Document source —
LE PLUS. Le nouveau secrétaire d’État John Kerry a confirmé ce jeudi que les États-Unis allaient accroître leur soutien aux opposants à Bachar al-Assad. Faut-il y voir les dernières heures du dirigeant syrien ? Pas uniquement, explique Thomas Snegaroff, directeur de recherche à l’Iris et spécialiste des États-Unis.
L’annonce selon laquelle la Maison Blanche s’apprête à apporter un soutien de 60 millions de dollars aux opposants syriens ne doit pas être exagérée, et ce pour deux raisons.
Une aide humanitaire et organisationnelle
D’abord, parce que l’aide américaine existe déjà. Depuis le début de la guerre civile, les États-Unis ont déjà donné 365 millions de dollars aux Syriens opposés à Bachar al-Assad. La différence entre les aides précédemment versées et celles qui s’apprêtent à l’être, c’est qu’auparavant, ces dernières étaient affectées à des associations humanitaires, tandis que maintenant, c’est l’Armée syrienne libre, l’opposition officielle, qui va en bénéficier.
Ensuite, parce que ce soutien n’est pas militaire. “Non-létal”, a précisé le nouveau secrétaire d’État américain John Kerry lors de la dernière journée de sa tournée européenne. Washington n’envisage pas – ou en tout cas, pas tout de suite – d’aide en armements. Seules des mannes humanitaires et organisationnelles sont pour l’instant prévues. Les Américains restent extrêmement inquiets de la présence d’islamistes parmi les combattants de l’ALS. Selon leur département d’État, le groupe Al-Nusra, très impliqué dans l’insurrection, est lié à Al-Qaida.
À quel usage ? D’abord, de façon à venir en aide aux populations. Ensuite pour structurer l’opposition. En agissant de la sorte, ils veulent lui donner de la légitimité. Les Américains ne parient pas sur la militarisation du conflit pour renverser al-Assad mais sur l’arrivée d’instructeurs qui seront autant d’informateurs sur l’identité des principales forces de l’opposition syrienne.
Un moyen de ne pas froisser la Russie et la Chine
Ils ont bien compris que dans ce conflit, l’intérêt était d’y aller doucement, mais sûrement. Connaissant la logique suicidaire dans laquelle s’est enfermée Bachar al-Assad, la solution militaire aurait mené directement au chaos. En agissant ainsi, John Kerry et Barack Obama font coup double. Le président américain reste fidèle à sa volonté que l’Amérique ne soit plus un pays en guerre et n’a pas vocation à l’être. Enfin, ils s’évitent une mauvaise réaction de la part de la Russie, sachant qu’il se murmure que Vladimir Poutine pourrait se décider à faire pression sur le dictateur syrien.
Cela dessine un nouvel horizon géopolitique au Moyen-Orient et c’est aussi le symbole du “smart power”, selon l’expression d’Hillary Clinton, dont les États-Unis veulent faire preuve en matière de politique étrangère.

Entrées —
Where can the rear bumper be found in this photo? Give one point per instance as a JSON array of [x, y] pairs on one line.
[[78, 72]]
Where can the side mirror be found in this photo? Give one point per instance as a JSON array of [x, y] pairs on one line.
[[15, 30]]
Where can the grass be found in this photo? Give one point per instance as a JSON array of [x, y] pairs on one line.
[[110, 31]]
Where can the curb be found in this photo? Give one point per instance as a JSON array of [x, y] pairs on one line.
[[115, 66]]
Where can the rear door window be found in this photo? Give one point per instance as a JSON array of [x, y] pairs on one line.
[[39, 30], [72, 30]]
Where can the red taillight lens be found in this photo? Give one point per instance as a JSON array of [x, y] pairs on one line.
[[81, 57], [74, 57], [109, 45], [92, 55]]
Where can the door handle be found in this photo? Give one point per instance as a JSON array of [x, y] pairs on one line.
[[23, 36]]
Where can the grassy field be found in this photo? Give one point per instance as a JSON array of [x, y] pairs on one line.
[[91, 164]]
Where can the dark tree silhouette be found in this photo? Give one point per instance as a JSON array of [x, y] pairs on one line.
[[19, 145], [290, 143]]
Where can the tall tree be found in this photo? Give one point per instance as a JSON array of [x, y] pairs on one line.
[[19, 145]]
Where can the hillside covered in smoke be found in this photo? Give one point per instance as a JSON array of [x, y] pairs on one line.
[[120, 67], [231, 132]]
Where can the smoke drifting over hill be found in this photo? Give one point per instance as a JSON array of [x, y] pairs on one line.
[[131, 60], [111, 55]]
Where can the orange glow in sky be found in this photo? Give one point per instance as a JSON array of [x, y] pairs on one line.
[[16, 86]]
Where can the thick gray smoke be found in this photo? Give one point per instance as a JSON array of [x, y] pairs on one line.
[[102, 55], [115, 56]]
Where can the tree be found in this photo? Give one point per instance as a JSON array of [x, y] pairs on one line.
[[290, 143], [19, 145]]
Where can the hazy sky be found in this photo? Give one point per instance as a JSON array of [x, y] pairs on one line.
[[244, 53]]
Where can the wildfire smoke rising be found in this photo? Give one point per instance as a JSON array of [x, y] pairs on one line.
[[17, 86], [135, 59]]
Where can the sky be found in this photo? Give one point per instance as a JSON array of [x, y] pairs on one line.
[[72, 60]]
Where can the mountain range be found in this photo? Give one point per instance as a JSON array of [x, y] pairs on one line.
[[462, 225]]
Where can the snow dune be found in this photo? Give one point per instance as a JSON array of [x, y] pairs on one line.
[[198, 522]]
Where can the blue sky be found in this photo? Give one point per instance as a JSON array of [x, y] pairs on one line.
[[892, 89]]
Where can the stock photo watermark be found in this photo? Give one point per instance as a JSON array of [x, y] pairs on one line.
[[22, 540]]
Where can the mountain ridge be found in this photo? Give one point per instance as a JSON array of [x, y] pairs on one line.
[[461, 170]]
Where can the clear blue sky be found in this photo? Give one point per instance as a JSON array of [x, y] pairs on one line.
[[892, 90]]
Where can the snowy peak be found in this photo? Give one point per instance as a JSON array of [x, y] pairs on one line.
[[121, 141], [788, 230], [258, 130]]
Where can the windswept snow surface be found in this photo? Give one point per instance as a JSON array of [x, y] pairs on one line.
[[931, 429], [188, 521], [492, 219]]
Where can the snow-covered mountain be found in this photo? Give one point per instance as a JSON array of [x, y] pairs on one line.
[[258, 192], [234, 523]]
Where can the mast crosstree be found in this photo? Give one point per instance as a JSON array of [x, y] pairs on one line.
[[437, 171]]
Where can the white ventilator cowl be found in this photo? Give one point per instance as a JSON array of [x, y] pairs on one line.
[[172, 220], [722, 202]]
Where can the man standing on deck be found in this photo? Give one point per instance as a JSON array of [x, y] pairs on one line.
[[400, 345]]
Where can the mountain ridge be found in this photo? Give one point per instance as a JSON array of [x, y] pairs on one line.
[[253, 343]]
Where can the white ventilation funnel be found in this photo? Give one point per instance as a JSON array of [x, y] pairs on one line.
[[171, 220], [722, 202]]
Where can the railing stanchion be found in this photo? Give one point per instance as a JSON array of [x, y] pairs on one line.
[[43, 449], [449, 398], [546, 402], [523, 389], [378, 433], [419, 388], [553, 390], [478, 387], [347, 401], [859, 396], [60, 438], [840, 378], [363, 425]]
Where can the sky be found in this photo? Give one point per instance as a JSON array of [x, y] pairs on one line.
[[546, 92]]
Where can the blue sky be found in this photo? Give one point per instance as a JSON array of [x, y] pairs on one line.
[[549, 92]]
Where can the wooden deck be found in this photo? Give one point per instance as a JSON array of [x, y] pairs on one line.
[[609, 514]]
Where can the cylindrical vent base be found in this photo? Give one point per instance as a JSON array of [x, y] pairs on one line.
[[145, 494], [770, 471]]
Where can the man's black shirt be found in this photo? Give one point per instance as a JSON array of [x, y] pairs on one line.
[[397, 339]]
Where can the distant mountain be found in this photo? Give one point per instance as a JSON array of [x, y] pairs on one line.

Consignes de l'exercice —
a) D'après le texte sur le soutien américain à l'opposition syrienne, quelle somme les États-Unis ont-ils déjà donnée aux Syriens opposés à Bachar al-Assad depuis le début de la guerre civile ?
b) Poursuivez, s'il vous plaît, le texte sur le soutien américain à l'opposition syrienne à partir de l'endroit où il s'arrête.

Corrigé de l'exercice —
a) 365 millions de dollars.

b)
Pourquoi cet accroissement seulement maintenant ? Les États-Unis devaient gérer leur sortie d’Afghanistan. Ensuite, l’année 2012, année d’élection parlementaire et présidentielle, a gelé toute prise de décision en matière de politique étrangère. Par ailleurs, le chaos qui a suivi l’intervention en Lybie a amené l’administration américaine à se méfier. Il fallait également tenir compte du soutien apporté au régime en place par la Chine et la Russie, deux puissances que les États-Unis veulent ménager.
Enfin, ajoutez à ça le fait que les investissements en Syrie n’ont rien donné, et on comprend qu’il y avait de quoi être prudent. Sur le plan humanitaire, ça avait fonctionné, mais sur le plan diplomatique, pour un pays qui veut se débarrasser de l’arc chiite – malgré des tentatives de rapprochements avec l’Iran –, c’est un échec.
Avec Kerry, la diplomatie américaine marche sur deux pieds
John Kerry, justement. Le successeur d’Hillary Clinton commence très fort son parcours. Europhile convaincu, il a consacré sa première tournée à l’Europe, qui avait été le parent pauvre des années Clinton au secrétariat d’Etat américain. Alors que sa prédécesseure avait insisté sur la géo-économie, lui semble commencer par des initiatives géostratégiques.
Ce peut être une nouvelle ère qui s’ouvre aux États-Unis. Non qu’ils abandonnent la géo-économie, bien au contraire. La visite de Kerry est là pour s’en assurer, puisqu’il y était aussi question d’avancer sur un accord de libre-échange américano-européen. Mais ce voyage est symboliquement très intéressant, il signifie que la politique étrangère américaine remarche sur les deux pieds, à nouveau.
La géopolitique, un peu négligée sur l’autel de la géo-économie lors du premier mandat – malgré les promesses du Caire – semble pouvoir retrouver sa place, maintenant que le désengagement en Irak et en Afghanistan est une réalité. L’administration Obama II semble davantage décider à agir pour la résolution du conflit israélo-palestinien et l’intervention en Syrie, même du bout des lèvres et indirectement, s’amorce.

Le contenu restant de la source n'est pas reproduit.